Transcribe the full listing exactly.

▸ **EXTRACTED INFORMATION**:
★ ★ ★ ★ ★ ★ ★
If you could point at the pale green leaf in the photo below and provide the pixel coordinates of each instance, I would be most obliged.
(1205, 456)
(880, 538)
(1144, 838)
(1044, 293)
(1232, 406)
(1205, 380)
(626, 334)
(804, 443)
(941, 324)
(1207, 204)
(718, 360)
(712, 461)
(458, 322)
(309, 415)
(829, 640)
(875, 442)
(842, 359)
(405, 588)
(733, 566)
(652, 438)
★ ★ ★ ★ ★ ★ ★
▸ **SOLUTION FOR THIS EXERCISE**:
If you could point at the pale green leaf in the photo below and provide the pixel coordinates of each instance, I would be most obliged.
(1205, 456)
(880, 538)
(1144, 838)
(1044, 293)
(1232, 406)
(1205, 380)
(626, 334)
(804, 443)
(941, 324)
(1207, 204)
(718, 360)
(712, 461)
(458, 322)
(309, 415)
(829, 640)
(875, 442)
(842, 359)
(405, 588)
(733, 566)
(652, 438)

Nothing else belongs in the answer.